=== Data for review ===

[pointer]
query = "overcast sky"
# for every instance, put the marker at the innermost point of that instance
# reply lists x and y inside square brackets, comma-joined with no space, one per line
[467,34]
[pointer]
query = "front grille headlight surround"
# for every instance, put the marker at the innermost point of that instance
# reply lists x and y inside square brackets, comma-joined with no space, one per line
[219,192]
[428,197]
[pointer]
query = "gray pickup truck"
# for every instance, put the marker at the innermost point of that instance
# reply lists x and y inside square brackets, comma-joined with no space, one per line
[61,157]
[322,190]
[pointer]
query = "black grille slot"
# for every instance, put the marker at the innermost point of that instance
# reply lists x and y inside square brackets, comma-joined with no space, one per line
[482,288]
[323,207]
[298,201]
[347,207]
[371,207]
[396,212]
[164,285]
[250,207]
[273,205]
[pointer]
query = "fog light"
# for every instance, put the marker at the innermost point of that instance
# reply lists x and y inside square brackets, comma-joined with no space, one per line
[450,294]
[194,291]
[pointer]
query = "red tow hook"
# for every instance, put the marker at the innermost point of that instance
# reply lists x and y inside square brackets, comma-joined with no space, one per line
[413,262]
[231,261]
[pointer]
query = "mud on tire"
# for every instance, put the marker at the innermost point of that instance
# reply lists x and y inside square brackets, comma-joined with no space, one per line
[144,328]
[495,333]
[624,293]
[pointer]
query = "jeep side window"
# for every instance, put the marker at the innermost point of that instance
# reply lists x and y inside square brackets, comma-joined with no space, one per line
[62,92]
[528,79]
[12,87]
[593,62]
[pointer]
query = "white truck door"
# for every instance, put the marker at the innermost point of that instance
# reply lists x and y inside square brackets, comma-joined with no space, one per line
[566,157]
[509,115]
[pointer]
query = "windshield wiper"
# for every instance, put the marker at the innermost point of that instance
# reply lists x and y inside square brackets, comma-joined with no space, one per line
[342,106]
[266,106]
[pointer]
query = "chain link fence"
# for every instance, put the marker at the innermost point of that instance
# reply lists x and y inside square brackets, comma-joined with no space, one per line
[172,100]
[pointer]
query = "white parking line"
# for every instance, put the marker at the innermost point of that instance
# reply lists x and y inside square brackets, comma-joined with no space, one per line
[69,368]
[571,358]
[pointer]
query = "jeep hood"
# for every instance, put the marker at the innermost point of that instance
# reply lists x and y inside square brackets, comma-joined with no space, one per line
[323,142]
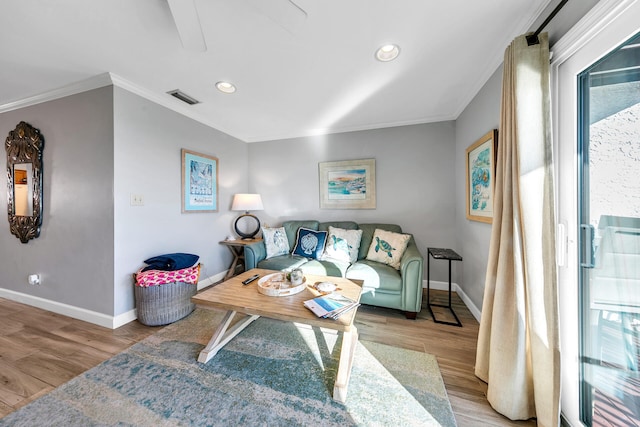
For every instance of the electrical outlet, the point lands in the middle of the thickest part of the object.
(137, 200)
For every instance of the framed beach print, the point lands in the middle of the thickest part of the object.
(199, 182)
(480, 170)
(349, 184)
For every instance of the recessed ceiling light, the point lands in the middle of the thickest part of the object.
(387, 53)
(225, 87)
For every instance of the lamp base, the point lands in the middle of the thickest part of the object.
(250, 235)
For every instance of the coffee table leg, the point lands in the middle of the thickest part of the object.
(223, 335)
(349, 343)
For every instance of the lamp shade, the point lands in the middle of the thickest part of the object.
(247, 202)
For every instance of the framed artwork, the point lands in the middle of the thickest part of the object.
(199, 182)
(481, 167)
(349, 184)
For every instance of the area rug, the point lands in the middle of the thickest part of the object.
(274, 373)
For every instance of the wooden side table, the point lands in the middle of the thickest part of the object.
(450, 255)
(237, 250)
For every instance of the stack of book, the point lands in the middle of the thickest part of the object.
(331, 306)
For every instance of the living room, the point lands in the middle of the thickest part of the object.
(106, 139)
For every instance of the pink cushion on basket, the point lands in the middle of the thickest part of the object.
(162, 277)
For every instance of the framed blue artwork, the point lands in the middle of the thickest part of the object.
(348, 184)
(481, 169)
(199, 182)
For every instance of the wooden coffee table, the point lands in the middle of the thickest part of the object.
(234, 297)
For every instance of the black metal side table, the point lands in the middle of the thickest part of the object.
(450, 255)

===

Assignment:
Exact copy, no pictures: reproduce every record as it stands.

Response for this exercise:
[pointer]
query = "overcast sky"
# for every instance, put the marker at the innermost point of that instance
# reply lists x and y inside square brackets, comma-joined with no space, one per line
[467,34]
[pointer]
query = "front grille headlight surround"
# for every instance, put the marker at the innermost point of that instance
# reply lists x and y inside square brackets, comma-joined with no space, one per line
[219,192]
[428,197]
[pointer]
query = "gray pickup truck"
# for every instance, put the marker at the innermost point of that instance
# reply lists x and y inside square brackets, comma-joined with no space, one per line
[61,157]
[322,190]
[pointer]
query = "black grille slot"
# for every instance, put the marker at the innermost point of that instance
# reply lists x and y inside square brackets, comma-joined with no space, one per line
[482,288]
[323,207]
[298,201]
[347,207]
[371,207]
[396,212]
[164,285]
[250,207]
[273,205]
[pointer]
query = "fog light"
# for every instance, put the marker at the innermost point of that instance
# reply lists x and y inside square brackets, comma-joined with no space, one per line
[450,294]
[194,291]
[pointer]
query = "red tow hook"
# for every instance, put the marker at the innermost point of that instance
# reply lists x and y inside square brackets, comma-joined with no space, one per line
[413,262]
[231,261]
[pointer]
query = "mud on tire"
# for every instance, put the marker at the innermost point of that instance
# reply lists x and y inside square brackets, comma-joined with no space, one per line
[144,328]
[495,333]
[624,293]
[pointer]
query = "jeep side window"
# for every instance, put the marker at the innermost point of that instance
# reply lists x and y inside square brackets, comma-joined with no space, one per line
[62,92]
[528,79]
[12,87]
[593,62]
[pointer]
query = "white truck door"
# for every instance, put the marker at the innermost point of that instance
# reply lists x and y inside square brackets, comma-joined with no space, one per line
[566,157]
[509,115]
[pointer]
query = "windshield wiper"
# for every instance, put the marker at the innermost point of that instance
# reply lists x and y inside square brackets, comma-joined with no space, one per line
[342,106]
[266,106]
[pointer]
query = "chain link fence"
# for every instance, put the marker at the innermost point of that instance
# reply lists x and y inside square brackets, comma-joined with no space, one per line
[172,100]
[pointer]
query = "white parking line"
# for every instance, put the marker at the innermost point of that instance
# reply lists x and y inside square brackets, comma-joined with no space, one per line
[69,368]
[571,358]
[pointer]
query = "jeep hood"
# for every instance, put the marker at the innermost point of that instance
# reply lists x and y inside square brackets, comma-joined with no space, one per line
[323,142]
For every instance of the electrical outlet, the point lands in the middle of the thickest part of the object.
(137, 200)
For every instance of the framed beach print, the point lands in the middle of the thickest part of the object.
(199, 182)
(480, 170)
(349, 184)
For every instance of the recessed ceiling light, the point lands in the middle of the thickest part of the object.
(387, 53)
(225, 87)
For every instance of the lamp base, the point lands in the middle of the thickest part of the object.
(250, 235)
For every instance of the coffee table leg, the point lands in the middle of the thickest part of the object.
(223, 335)
(349, 343)
For every instance of the lamp shade, the point lands in the middle of the thickest part of the object.
(247, 202)
For every instance of the framed artwork, the point lands in the middle of the thickest part of the object.
(199, 182)
(481, 167)
(349, 184)
For every instance of the area rug, the point lands in the middle of the thickest part of the object.
(274, 373)
For every instance of the wooden side table, the point lands in the middle of the thickest part of the object.
(450, 255)
(237, 250)
For every instance of the stack of book, the point lands in the middle of the thickest part of the object.
(331, 306)
For every instance of the living room, the point lands in the middle of the thickest part of the object.
(106, 139)
For every instance of the pink cushion on basket, the point lands in the middle of the thickest part of the object.
(162, 277)
For every instance of the framed blue artwork, the point lands in the middle of the thickest part of the object.
(348, 184)
(481, 169)
(199, 182)
For every instance of the wooden coffee table, the point lands in the middle of the thickest part of the object.
(234, 297)
For every instance of the black metal side table, the point lands in the middle of the thickest part of the object.
(450, 255)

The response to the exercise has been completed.